ENUNCIADO A: Resuma em duas frases o texto sobre o cinema iraniano.

TEXTO DO DOCUMENTO:
□ □ □ □ □ □ □

Por: Rodrigo Fonseca | Especial para o Correio da Manhã

Irã, um tabuleiro político

'Zona Crítica', ganhador do Leopardo de Ouro, chega às telonas paulistanas | Foto: Divulgação

Ao selecionar seu representante para disputar uma vaga na competição pelo Oscar de Melhor Filme Internacional na Academia de Hollywood, em 2024, o Irã bateu o martelo em prol de "The Night Guardian", longa-metragem de visibilidade microscópica em âmbito global, de eixo melodramático. Reza Mirkarimi, seu diretor, conquistou a simpatia do regime político de sua pátria com a saga de um jovem que aprende a dor de confiar na pessoa errada, num ensejo de fábula sobre a inocência.

É um ensejo que se materializa na forma e um longa doído, mas de pouca ousadia, o que surpreende quem analisa o atual quadro autoral do cinema feito em solo iraniano. Surpreende e frustra, sobretudo frustra, em especial quem passa por uma joia como "Zona Crítica" ("Mantagheye Bohrani"). É o ganhador do Leopardo de Ouro de 2023, consagrado com a láurea máxima do Festival de Locarno, na Suíça, por suas potências múltiplas. Tem sessão dele às 19h40 no Espaço Itaú Augusta 2, na 47ª Mostra de São Paulo.

□ □ □ □ □ □ □

DADOS DO EXERCÍCIO:
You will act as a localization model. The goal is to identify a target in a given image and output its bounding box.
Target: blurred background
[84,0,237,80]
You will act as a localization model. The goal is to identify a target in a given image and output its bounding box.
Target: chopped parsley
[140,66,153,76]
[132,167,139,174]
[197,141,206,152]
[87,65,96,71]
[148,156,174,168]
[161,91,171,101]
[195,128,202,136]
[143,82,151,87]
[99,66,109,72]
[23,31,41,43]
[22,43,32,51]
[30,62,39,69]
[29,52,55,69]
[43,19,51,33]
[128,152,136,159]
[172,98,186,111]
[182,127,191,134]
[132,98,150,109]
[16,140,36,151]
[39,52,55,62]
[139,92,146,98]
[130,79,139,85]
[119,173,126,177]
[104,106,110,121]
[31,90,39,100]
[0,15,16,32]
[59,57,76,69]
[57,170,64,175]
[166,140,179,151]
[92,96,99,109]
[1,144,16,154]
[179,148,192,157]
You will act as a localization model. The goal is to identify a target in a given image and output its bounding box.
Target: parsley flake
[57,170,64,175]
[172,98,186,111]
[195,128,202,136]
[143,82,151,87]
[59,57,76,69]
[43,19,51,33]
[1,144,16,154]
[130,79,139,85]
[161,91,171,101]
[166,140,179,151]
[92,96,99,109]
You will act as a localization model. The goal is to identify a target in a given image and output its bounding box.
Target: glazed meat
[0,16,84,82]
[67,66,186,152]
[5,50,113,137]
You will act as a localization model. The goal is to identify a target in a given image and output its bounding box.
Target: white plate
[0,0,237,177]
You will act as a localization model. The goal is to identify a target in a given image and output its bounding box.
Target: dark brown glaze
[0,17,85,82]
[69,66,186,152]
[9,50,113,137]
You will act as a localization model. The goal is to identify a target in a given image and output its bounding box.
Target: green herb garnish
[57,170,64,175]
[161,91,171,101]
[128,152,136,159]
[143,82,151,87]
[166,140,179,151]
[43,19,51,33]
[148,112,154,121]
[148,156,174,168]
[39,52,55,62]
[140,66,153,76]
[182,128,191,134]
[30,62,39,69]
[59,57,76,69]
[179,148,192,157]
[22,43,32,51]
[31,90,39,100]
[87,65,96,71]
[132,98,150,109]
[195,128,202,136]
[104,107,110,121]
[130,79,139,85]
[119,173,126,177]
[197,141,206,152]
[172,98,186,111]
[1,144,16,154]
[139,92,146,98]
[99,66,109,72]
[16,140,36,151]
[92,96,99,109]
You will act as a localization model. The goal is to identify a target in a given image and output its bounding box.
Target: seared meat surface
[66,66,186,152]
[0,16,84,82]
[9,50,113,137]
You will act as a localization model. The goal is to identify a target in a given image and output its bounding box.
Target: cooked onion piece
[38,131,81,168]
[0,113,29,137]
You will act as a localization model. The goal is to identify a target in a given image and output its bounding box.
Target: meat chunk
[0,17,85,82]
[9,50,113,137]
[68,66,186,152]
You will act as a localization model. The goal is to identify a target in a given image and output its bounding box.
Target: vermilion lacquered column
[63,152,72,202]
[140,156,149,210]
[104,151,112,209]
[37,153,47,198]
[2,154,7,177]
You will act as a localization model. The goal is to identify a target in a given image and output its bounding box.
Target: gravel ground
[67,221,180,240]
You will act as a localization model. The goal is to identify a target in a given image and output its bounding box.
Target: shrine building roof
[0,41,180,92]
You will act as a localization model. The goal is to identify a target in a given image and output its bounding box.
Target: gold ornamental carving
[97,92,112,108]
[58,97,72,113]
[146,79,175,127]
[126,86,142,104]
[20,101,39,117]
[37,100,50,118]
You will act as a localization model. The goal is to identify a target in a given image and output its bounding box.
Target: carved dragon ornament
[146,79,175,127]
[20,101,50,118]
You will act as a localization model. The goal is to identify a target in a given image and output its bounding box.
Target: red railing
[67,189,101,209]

□ □ □ □ □ □ □

ENUNCIADO B: Reúna todas as linhas dos registros que contêm a palavra "meat".

RESOLUÇÃO A: Para disputar uma vaga ao Oscar de Melhor Filme Internacional em 2024, o Irã escolheu "The Night Guardian", de Reza Mirkarimi, um melodrama de visibilidade global mínima sobre um jovem que aprende a dor de confiar na pessoa errada. O longa é doído, mas pouco ousado, o que frustra quem conhece "Zona Crítica", vencedor do Leopardo de Ouro de 2023 no Festival de Locarno, que tem sessão às 19h40 no Espaço Itaú Augusta 2, na 47ª Mostra de São Paulo.

RESOLUÇÃO B:
Target: glazed meat
Target: seared meat surface
Target: meat chunk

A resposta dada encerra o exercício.